[Image point grounding data]
.....

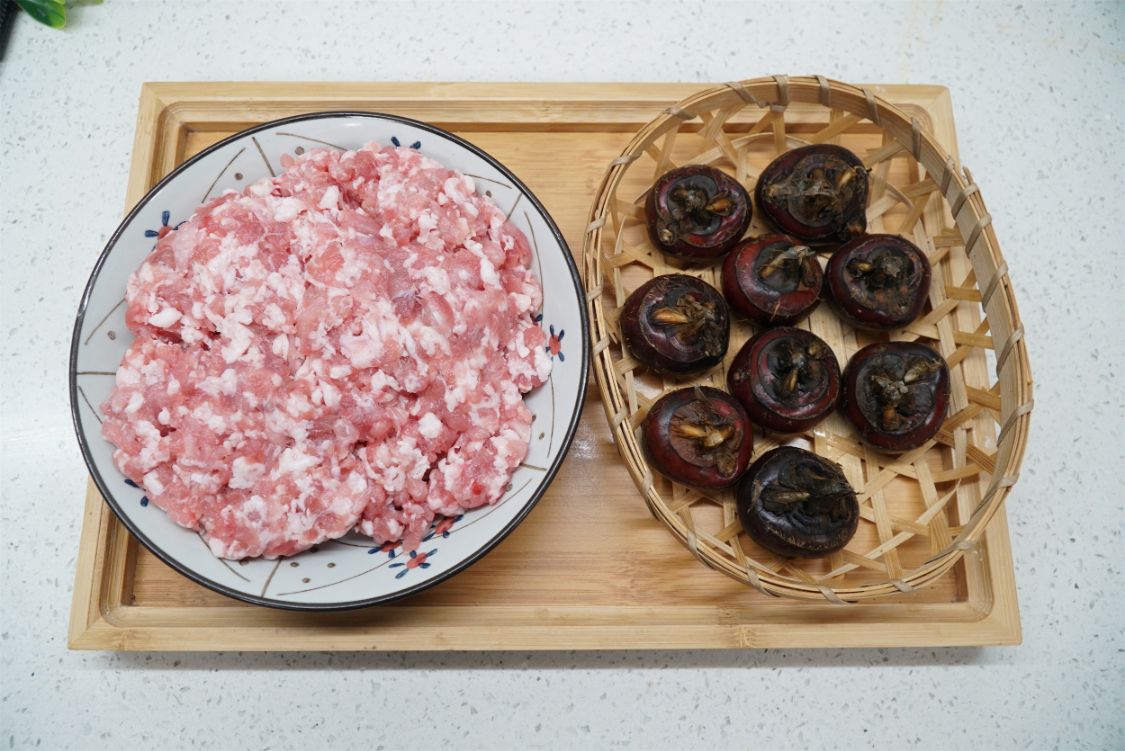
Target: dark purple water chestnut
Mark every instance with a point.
(797, 504)
(676, 324)
(817, 193)
(786, 378)
(775, 280)
(699, 436)
(696, 213)
(897, 394)
(879, 281)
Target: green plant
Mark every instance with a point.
(52, 12)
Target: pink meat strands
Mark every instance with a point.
(343, 346)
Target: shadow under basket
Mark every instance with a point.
(921, 510)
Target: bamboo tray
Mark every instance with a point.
(590, 568)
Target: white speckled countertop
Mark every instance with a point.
(1038, 90)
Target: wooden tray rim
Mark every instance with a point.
(101, 620)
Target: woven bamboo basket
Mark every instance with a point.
(923, 510)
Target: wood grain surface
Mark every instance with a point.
(590, 568)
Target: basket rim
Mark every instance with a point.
(973, 224)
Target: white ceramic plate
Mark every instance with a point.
(349, 572)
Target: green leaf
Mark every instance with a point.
(52, 12)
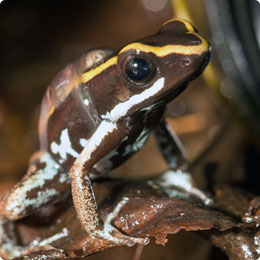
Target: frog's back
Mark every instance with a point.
(67, 112)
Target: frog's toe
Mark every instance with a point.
(108, 232)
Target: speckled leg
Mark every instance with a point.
(8, 244)
(178, 175)
(44, 183)
(106, 137)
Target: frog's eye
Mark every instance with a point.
(137, 69)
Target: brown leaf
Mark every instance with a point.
(149, 212)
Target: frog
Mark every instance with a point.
(97, 113)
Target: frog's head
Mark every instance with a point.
(165, 62)
(150, 71)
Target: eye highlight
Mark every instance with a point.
(138, 69)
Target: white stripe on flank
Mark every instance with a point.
(121, 109)
(103, 130)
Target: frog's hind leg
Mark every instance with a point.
(9, 247)
(106, 138)
(177, 175)
(44, 183)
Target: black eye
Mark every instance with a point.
(139, 70)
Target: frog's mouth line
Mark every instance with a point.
(122, 109)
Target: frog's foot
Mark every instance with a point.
(183, 181)
(112, 234)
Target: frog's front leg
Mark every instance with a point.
(44, 183)
(107, 137)
(174, 154)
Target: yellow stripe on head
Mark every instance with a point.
(168, 49)
(87, 76)
(186, 23)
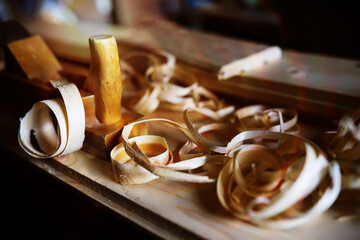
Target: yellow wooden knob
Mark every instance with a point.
(104, 79)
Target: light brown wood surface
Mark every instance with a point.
(193, 208)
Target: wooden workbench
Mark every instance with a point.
(176, 210)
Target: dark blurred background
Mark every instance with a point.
(322, 27)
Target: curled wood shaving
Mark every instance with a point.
(157, 89)
(261, 117)
(150, 161)
(278, 187)
(345, 148)
(68, 133)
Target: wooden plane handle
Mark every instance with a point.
(104, 79)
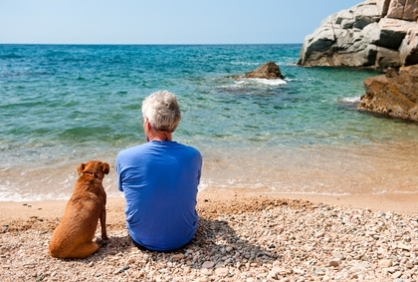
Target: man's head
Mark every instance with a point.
(162, 111)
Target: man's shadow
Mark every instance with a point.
(215, 244)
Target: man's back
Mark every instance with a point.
(159, 180)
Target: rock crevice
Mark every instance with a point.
(375, 34)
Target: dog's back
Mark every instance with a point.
(74, 234)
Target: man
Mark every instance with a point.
(160, 179)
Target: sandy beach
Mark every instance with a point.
(243, 235)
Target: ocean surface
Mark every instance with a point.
(61, 105)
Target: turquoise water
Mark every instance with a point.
(65, 104)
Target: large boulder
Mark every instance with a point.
(394, 93)
(374, 34)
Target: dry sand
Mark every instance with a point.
(243, 235)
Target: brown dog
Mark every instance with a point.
(74, 234)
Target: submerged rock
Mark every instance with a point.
(375, 34)
(393, 94)
(266, 71)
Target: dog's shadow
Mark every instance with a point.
(215, 243)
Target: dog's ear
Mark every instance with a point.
(80, 168)
(105, 168)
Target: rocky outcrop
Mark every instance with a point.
(266, 71)
(375, 34)
(394, 94)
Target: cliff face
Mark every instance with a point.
(393, 94)
(374, 34)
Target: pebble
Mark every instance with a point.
(208, 264)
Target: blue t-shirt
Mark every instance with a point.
(160, 180)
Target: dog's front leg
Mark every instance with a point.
(103, 224)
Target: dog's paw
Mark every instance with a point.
(102, 242)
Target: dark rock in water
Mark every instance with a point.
(375, 34)
(267, 71)
(394, 94)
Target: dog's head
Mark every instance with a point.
(96, 168)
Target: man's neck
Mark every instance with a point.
(160, 136)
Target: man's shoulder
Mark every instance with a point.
(189, 148)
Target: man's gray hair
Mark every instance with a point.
(162, 111)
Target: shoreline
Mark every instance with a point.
(241, 236)
(54, 209)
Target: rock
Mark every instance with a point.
(385, 263)
(178, 256)
(222, 271)
(393, 94)
(375, 34)
(266, 71)
(208, 264)
(408, 51)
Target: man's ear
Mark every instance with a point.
(80, 168)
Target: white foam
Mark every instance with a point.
(262, 81)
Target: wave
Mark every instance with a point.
(261, 81)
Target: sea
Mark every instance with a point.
(62, 105)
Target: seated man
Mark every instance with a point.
(160, 179)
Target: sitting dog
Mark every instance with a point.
(73, 237)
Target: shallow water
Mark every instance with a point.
(63, 104)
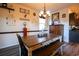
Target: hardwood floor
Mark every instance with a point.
(10, 51)
(71, 49)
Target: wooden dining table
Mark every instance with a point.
(34, 42)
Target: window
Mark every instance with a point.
(41, 24)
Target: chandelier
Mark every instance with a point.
(44, 14)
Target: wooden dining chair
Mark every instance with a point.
(23, 51)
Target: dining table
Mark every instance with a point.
(33, 42)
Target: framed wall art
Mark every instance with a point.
(55, 18)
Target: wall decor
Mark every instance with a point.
(22, 10)
(34, 14)
(55, 18)
(24, 19)
(25, 11)
(63, 15)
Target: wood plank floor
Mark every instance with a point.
(10, 51)
(71, 49)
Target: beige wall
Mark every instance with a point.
(7, 40)
(64, 21)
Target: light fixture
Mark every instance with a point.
(44, 14)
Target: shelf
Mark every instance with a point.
(7, 8)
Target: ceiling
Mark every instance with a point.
(49, 6)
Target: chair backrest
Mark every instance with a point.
(22, 47)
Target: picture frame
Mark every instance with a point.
(55, 18)
(22, 10)
(64, 15)
(25, 11)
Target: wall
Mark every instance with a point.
(64, 21)
(7, 40)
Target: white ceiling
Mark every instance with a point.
(49, 6)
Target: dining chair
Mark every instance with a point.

.....

Your answer must contain the full data, repeated exactly, without pictures.

Target: dark purple water chestnut
Mark every instance with a point.
(797, 504)
(676, 324)
(817, 193)
(786, 378)
(775, 280)
(699, 436)
(696, 213)
(897, 394)
(879, 281)
Target: green plant
Mark every instance with a point.
(52, 12)
Target: pink meat strands
Mark every instance with a point.
(343, 346)
Target: shadow under basket
Mark every instance with a point.
(921, 510)
Target: bamboo tray
Mark every instance with a point.
(590, 568)
Target: white speckled countertop
Mark every instance with a point.
(1038, 90)
Target: wooden tray rim
Mark every instance with a point.
(101, 620)
Target: woven bamboo basket
Mark every instance with a point.
(923, 510)
Target: wood grain surface
Mark every instance with a point.
(590, 568)
Target: basket rim
Mark every instance with a point.
(973, 224)
Target: white ceramic plate
Mark every instance with a point.
(349, 572)
Target: green leaf
Mark every instance with a point.
(52, 12)
Target: frog's back
Mark every instance with a point.
(67, 112)
Target: frog's toe
Mark every instance with a point.
(108, 232)
Target: speckled leg
Mark every instance with a point.
(8, 244)
(178, 175)
(44, 183)
(106, 137)
Target: frog's eye
Mark every instance with a point.
(137, 69)
Target: brown leaf
Mark every instance with a point.
(149, 212)
Target: frog
Mark every instance with a point.
(97, 113)
Target: frog's head
Mark every instance with a point.
(165, 62)
(150, 71)
Target: eye highlight
Mark every instance with a point.
(138, 69)
Target: white stripe on flank
Mark every instance with a point.
(121, 109)
(103, 130)
Target: frog's hind leg
Mark every instance with a point.
(9, 247)
(106, 138)
(177, 175)
(44, 183)
Target: black eye
Mark every instance with a point.
(139, 70)
Target: frog's mouth line
Mark every instance with a point.
(122, 109)
Target: frog's foot
Mark every instance with a point.
(183, 181)
(112, 234)
Target: frog's front leg
Mark every instance with a point.
(44, 183)
(107, 137)
(174, 154)
Target: yellow stripe on head
Mark every instance with a point.
(168, 49)
(87, 76)
(186, 23)
Target: yellow wooden knob
Mark every instance with a point.
(104, 79)
Target: light brown wood surface
Mark every instance with a point.
(193, 208)
Target: wooden workbench
Mark every instance with a point.
(176, 210)
Target: dark blurred background
Mark every instance with a point.
(322, 27)
Target: curled wood shaving
Mark every instance with a point.
(157, 89)
(261, 117)
(150, 161)
(278, 187)
(345, 148)
(68, 133)
Target: wooden plane handle
Mark every instance with a point.
(104, 79)
Target: man's head
Mark every instance with a point.
(162, 111)
Target: man's shadow
Mark every instance with a point.
(215, 244)
Target: man's back
Mark every instance with a point.
(159, 180)
Target: rock crevice
Mark every instance with a point.
(375, 34)
Target: dog's back
Mark every instance with a point.
(74, 234)
Target: man
Mark every instance with a point.
(160, 179)
Target: sandy beach
Mark every instance with a point.
(243, 235)
Target: ocean surface
Mark every instance with a point.
(61, 105)
Target: turquoise water
Mark every instance with a point.
(65, 104)
Target: large boulder
Mark every instance with a point.
(394, 93)
(374, 34)
Target: dry sand
Mark every instance with a point.
(243, 235)
Target: brown dog
Mark every instance with a point.
(74, 234)
Target: submerged rock
Mark every instance with a point.
(375, 34)
(393, 94)
(266, 71)
Target: dog's shadow
Mark every instance with a point.
(215, 243)
Target: dog's ear
Mark every instance with a point.
(80, 168)
(105, 168)
Target: rocky outcrop
Mark every instance with a point.
(266, 71)
(375, 34)
(394, 94)
Target: cliff face
Mark every instance with a point.
(393, 94)
(374, 34)
Target: pebble
Mark every instance with a point.
(208, 264)
Target: blue t-shirt
Mark every instance with a point.
(160, 180)
Target: dog's front leg
Mark every instance with a point.
(103, 224)
Target: dog's paw
Mark every instance with a point.
(102, 242)
Target: dark rock in water
Mark every instance with a point.
(375, 34)
(267, 71)
(394, 94)
Target: dog's head
Mark every instance with a point.
(96, 168)
Target: man's neck
Mark every instance with a point.
(160, 136)
Target: man's shoulder
Mark every instance with a point.
(189, 148)
Target: man's gray hair
Mark every instance with a point.
(162, 111)
Target: shoreline
Mark every instance with a point.
(241, 236)
(54, 209)
Target: rock
Mark every instance with a point.
(385, 263)
(178, 256)
(222, 271)
(393, 94)
(375, 34)
(266, 71)
(208, 264)
(408, 51)
Target: man's ear
Mark every instance with a point.
(80, 168)
Target: white foam
Mark every instance with a point.
(262, 81)
Target: wave
Mark every instance with a point.
(261, 81)
Target: sea
Mark every instance with a point.
(62, 105)
Target: seated man
Mark every instance with a point.
(160, 179)
Target: sitting dog
Mark every instance with a point.
(73, 237)
Target: shallow water
Mark every instance with a point.
(63, 104)
Target: hardwood floor
Mark every instance with a point.
(10, 51)
(71, 49)
Target: wooden dining table
Mark every instance with a point.
(34, 42)
Target: window
Mark every instance with a point.
(41, 24)
Target: chandelier
Mark every instance with a point.
(44, 14)
Target: wooden dining chair
Mark every instance with a point.
(23, 51)
Target: dining table
Mark every instance with a point.
(33, 42)
Target: framed wall art
Mark every instance with a point.
(55, 18)
Target: wall decor
Mark every instance with a point.
(22, 10)
(34, 14)
(55, 18)
(24, 19)
(25, 11)
(63, 15)
Target: wood plank floor
Mark every instance with a point.
(10, 51)
(71, 49)
Target: beige wall
Mark every instance with a point.
(7, 40)
(64, 21)
Target: light fixture
Mark every instance with a point.
(44, 14)
Target: shelf
Mark every instance with a point.
(7, 8)
Target: ceiling
Mark every instance with a point.
(49, 6)
Target: chair backrest
Mark every instance with a point.
(22, 47)
Target: picture frame
Mark every instance with a point.
(55, 18)
(22, 10)
(64, 15)
(25, 11)
Target: wall
Mark every instance with a point.
(64, 21)
(7, 40)
Target: white ceiling
Mark every instance with a point.
(49, 6)
Target: dining chair
Mark every instance with a point.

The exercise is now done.